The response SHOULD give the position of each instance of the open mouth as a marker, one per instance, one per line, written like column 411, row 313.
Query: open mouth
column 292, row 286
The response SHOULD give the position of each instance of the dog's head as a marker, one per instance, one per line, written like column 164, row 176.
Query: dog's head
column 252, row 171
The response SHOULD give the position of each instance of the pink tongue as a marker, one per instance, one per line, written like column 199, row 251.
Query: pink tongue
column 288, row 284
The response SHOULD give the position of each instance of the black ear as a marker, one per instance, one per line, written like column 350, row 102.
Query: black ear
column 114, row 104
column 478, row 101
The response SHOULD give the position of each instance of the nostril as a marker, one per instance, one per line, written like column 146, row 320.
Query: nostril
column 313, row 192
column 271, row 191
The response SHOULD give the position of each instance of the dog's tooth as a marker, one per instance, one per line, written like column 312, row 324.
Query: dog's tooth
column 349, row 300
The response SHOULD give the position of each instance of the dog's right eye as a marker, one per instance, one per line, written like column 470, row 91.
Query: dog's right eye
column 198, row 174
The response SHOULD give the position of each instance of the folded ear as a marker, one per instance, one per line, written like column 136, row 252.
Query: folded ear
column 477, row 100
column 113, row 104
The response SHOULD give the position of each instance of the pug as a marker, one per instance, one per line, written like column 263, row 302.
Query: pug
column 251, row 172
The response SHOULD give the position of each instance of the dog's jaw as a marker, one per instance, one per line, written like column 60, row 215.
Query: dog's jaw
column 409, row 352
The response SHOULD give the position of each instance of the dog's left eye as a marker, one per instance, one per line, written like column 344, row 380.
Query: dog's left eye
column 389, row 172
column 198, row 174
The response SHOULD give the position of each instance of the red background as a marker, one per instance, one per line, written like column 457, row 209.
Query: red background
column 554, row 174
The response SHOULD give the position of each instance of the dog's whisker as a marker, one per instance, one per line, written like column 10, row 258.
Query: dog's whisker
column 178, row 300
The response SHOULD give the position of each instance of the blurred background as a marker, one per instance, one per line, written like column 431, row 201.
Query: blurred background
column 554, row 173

+ + + +

The task: Every entry in the listing must be retyped exactly.

Response:
The response SHOULD give the position of each instance of the open mouth as a marker, one per instance, one per line, written like column 411, row 313.
Query: open mouth
column 292, row 286
The response SHOULD give the position of each instance of the dog's head as a marker, one per instance, one per line, written like column 164, row 176.
Query: dog's head
column 252, row 171
The response SHOULD give the position of each instance of the pink tongue as a marker, one per instance, one per line, written like column 199, row 251.
Query: pink tongue
column 288, row 284
The response SHOULD give the position of each instance of the black ear as a marker, one per instance, one per line, written like column 350, row 102.
Query: black ear
column 114, row 104
column 478, row 101
The response SHOULD give the position of each instance of the nostril as a marker, one per instance, one per line, written like column 146, row 320.
Query: nostril
column 313, row 192
column 271, row 191
The response SHOULD give the position of each instance of the dog's tooth as a marker, one per instance, one per line, written like column 312, row 324.
Query: dog's tooth
column 349, row 300
The response SHOULD give the position of each instance of the dog's right eye as a marker, one per instance, one per line, written like column 470, row 91.
Query: dog's right eye
column 198, row 174
The response SHOULD give the position of each instance of the folded ear as a marker, one per instance, one per line, written like column 136, row 252.
Query: folded ear
column 477, row 100
column 113, row 104
The response SHOULD give the position of each instance of the pug as a marker, one per instance, one per line, written like column 263, row 302.
Query: pug
column 251, row 172
The response SHOULD give the position of each instance of the dog's jaw as a marker, one per instance, one per line, written like column 60, row 215.
Query: dog's jaw
column 409, row 352
The response SHOULD give the position of each instance of the dog's left eye as a marker, one per instance, one per line, written like column 344, row 380.
Query: dog's left eye
column 389, row 172
column 198, row 174
The response SHOULD give the position of each instance of the red background as a marker, one per instance, one per line, written like column 457, row 209.
Query: red background
column 554, row 174
The response SHOULD give the position of each instance of the dog's whisker as a marker, one per instance, one per line, written like column 10, row 258.
Query: dog's whisker
column 178, row 300
The response SHOULD give the position of each instance of the blurred background as a marker, one per instance, one per line, written like column 431, row 201.
Query: blurred background
column 554, row 173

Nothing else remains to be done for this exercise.